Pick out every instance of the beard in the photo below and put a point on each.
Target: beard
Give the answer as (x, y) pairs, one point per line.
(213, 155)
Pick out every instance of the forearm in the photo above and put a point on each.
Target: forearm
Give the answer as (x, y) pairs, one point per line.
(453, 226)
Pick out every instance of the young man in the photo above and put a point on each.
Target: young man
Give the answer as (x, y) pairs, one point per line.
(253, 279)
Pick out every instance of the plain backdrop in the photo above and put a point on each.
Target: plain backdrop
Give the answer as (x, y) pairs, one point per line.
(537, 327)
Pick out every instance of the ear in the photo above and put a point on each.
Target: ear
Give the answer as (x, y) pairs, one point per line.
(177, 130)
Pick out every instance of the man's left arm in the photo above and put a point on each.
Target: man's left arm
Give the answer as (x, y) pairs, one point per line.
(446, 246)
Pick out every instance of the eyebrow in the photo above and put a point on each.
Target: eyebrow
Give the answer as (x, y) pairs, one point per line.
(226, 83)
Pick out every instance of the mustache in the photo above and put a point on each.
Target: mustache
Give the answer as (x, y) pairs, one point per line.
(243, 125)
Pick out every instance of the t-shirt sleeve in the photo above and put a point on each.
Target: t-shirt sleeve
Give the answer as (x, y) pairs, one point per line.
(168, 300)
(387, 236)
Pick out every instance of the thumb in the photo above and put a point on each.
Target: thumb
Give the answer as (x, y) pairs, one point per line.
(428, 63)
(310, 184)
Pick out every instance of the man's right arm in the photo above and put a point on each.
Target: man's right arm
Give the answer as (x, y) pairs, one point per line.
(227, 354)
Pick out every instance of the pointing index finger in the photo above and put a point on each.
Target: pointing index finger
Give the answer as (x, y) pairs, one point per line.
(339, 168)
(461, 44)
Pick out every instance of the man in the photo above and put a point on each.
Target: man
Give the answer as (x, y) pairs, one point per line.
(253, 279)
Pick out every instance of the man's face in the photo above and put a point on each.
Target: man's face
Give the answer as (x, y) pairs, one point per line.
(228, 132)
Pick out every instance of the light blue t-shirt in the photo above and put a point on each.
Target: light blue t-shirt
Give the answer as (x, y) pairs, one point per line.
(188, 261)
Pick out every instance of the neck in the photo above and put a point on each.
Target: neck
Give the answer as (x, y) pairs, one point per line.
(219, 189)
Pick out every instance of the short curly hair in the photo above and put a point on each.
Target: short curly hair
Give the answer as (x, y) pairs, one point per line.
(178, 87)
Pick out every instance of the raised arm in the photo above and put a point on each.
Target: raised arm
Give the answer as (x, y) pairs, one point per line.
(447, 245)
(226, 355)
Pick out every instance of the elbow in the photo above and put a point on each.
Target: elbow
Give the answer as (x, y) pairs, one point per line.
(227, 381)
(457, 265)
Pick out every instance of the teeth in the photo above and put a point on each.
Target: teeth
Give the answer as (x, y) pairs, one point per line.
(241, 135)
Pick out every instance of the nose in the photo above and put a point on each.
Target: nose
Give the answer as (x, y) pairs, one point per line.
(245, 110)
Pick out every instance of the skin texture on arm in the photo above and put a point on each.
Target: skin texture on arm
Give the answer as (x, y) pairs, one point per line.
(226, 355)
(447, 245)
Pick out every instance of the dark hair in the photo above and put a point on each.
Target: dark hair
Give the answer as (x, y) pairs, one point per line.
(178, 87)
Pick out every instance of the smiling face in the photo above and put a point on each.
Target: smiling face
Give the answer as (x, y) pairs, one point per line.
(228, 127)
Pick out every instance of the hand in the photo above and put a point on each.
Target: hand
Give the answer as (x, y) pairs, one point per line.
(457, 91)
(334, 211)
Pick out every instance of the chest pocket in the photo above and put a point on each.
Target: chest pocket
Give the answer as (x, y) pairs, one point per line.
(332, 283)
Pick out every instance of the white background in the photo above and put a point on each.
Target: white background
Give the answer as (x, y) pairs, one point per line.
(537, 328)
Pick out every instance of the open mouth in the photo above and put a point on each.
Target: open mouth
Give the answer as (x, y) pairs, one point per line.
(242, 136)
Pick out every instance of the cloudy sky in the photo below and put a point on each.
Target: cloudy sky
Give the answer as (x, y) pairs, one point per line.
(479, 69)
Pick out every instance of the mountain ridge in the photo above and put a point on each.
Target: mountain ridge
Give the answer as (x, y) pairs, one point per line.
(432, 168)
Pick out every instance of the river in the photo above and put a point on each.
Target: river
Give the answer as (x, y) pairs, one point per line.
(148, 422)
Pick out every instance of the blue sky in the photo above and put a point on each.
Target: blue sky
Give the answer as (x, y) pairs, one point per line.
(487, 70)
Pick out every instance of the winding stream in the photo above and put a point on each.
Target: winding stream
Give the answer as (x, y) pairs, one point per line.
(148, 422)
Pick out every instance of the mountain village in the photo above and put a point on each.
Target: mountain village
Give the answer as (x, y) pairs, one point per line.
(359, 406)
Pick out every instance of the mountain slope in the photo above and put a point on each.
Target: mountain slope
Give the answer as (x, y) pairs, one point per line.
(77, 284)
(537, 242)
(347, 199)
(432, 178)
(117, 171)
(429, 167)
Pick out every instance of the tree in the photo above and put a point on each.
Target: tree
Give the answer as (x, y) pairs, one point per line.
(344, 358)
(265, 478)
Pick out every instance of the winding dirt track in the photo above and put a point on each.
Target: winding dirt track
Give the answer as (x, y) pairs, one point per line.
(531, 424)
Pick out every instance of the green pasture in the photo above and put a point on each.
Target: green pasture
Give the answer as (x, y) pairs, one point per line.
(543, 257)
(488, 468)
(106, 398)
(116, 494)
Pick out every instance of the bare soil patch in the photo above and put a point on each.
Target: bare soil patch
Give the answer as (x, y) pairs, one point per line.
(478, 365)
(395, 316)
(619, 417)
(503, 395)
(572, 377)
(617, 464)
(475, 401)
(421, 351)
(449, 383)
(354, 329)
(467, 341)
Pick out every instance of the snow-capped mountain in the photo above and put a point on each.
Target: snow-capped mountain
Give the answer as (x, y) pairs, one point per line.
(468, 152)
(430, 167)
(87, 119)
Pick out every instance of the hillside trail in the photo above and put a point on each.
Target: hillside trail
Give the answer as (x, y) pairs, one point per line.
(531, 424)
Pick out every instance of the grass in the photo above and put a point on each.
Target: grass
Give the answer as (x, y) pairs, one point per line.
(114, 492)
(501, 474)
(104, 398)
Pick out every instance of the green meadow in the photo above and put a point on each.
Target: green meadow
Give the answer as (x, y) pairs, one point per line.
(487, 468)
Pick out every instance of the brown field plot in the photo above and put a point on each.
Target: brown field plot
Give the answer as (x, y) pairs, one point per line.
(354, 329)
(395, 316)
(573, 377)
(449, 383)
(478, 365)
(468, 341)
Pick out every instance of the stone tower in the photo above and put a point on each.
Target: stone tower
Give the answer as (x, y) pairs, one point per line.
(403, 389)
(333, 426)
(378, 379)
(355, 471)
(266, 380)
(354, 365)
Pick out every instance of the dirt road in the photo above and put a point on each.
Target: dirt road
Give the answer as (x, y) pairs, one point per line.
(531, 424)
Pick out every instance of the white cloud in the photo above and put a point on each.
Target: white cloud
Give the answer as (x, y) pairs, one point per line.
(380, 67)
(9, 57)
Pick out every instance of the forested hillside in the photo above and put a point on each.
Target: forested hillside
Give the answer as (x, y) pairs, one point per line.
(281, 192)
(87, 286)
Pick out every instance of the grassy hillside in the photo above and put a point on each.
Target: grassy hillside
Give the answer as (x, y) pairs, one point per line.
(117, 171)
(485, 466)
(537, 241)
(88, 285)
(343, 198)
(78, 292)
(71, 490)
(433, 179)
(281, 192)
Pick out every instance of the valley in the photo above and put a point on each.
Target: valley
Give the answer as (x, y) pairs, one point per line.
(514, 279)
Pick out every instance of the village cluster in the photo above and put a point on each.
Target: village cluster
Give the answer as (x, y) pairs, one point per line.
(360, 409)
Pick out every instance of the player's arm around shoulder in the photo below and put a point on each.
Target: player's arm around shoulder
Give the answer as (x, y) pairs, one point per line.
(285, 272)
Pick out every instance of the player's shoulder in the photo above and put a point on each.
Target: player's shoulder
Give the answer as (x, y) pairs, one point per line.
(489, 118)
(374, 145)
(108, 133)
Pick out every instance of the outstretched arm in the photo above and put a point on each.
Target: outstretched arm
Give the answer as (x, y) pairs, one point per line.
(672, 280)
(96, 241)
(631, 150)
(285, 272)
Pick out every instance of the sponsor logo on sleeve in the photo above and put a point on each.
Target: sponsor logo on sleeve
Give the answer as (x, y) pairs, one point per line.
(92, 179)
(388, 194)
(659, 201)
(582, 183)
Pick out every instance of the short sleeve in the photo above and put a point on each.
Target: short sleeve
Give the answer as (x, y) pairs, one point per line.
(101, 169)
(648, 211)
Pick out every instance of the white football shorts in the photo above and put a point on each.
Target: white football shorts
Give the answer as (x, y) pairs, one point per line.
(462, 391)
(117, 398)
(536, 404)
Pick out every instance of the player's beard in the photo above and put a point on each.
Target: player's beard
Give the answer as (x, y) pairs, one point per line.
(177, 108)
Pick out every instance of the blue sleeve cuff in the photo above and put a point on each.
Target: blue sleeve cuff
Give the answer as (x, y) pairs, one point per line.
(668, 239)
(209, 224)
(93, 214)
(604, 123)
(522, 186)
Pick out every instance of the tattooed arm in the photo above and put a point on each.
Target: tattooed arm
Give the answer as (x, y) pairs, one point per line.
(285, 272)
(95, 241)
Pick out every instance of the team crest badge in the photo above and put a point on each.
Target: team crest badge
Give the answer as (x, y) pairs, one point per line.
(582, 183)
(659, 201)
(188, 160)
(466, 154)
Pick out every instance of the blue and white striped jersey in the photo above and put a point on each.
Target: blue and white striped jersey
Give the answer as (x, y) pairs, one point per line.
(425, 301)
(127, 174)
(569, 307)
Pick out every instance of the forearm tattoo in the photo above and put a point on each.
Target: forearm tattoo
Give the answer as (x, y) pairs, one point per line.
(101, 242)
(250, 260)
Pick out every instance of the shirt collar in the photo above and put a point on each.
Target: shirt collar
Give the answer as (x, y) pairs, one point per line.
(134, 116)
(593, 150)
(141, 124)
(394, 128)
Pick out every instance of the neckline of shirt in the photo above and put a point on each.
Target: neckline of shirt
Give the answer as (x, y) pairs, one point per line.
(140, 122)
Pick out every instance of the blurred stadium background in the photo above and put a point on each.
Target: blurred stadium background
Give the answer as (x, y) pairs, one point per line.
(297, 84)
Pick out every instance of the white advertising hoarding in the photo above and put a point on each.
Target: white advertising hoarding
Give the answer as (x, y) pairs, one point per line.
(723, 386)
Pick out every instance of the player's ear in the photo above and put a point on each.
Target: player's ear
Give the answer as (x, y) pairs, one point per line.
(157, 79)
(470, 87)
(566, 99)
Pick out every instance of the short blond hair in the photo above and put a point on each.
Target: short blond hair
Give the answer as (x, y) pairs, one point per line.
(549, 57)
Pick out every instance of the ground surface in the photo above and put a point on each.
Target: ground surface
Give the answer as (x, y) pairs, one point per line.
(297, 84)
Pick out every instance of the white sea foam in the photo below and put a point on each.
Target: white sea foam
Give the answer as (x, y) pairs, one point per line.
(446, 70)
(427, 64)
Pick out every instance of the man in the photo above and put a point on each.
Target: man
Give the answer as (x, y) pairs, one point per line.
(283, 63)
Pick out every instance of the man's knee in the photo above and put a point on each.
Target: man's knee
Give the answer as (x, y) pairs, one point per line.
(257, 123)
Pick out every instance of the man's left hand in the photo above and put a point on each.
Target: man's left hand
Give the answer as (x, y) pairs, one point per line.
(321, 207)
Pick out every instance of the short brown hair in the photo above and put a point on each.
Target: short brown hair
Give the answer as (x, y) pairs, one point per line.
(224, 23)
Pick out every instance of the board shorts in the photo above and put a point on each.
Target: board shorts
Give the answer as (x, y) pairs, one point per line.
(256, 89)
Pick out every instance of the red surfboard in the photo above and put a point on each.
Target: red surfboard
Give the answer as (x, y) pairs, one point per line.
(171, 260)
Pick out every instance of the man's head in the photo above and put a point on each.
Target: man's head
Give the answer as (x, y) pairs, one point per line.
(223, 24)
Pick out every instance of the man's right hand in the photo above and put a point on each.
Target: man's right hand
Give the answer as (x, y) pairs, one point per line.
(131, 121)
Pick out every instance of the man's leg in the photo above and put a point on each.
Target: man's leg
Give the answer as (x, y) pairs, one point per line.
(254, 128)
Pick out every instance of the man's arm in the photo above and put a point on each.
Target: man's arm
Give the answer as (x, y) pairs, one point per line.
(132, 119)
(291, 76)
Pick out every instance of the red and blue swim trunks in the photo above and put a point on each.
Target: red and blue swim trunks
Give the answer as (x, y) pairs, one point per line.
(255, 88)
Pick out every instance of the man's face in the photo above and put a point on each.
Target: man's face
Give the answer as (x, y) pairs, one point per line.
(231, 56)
- - - -
> [EXERCISE GOAL]
Which lines of the listing contain the string "blurred"? Copy every one of them.

> [EXERCISE OUTPUT]
Pick out every instance of the blurred stadium background in the photo above and put a point on each.
Target: blurred stadium background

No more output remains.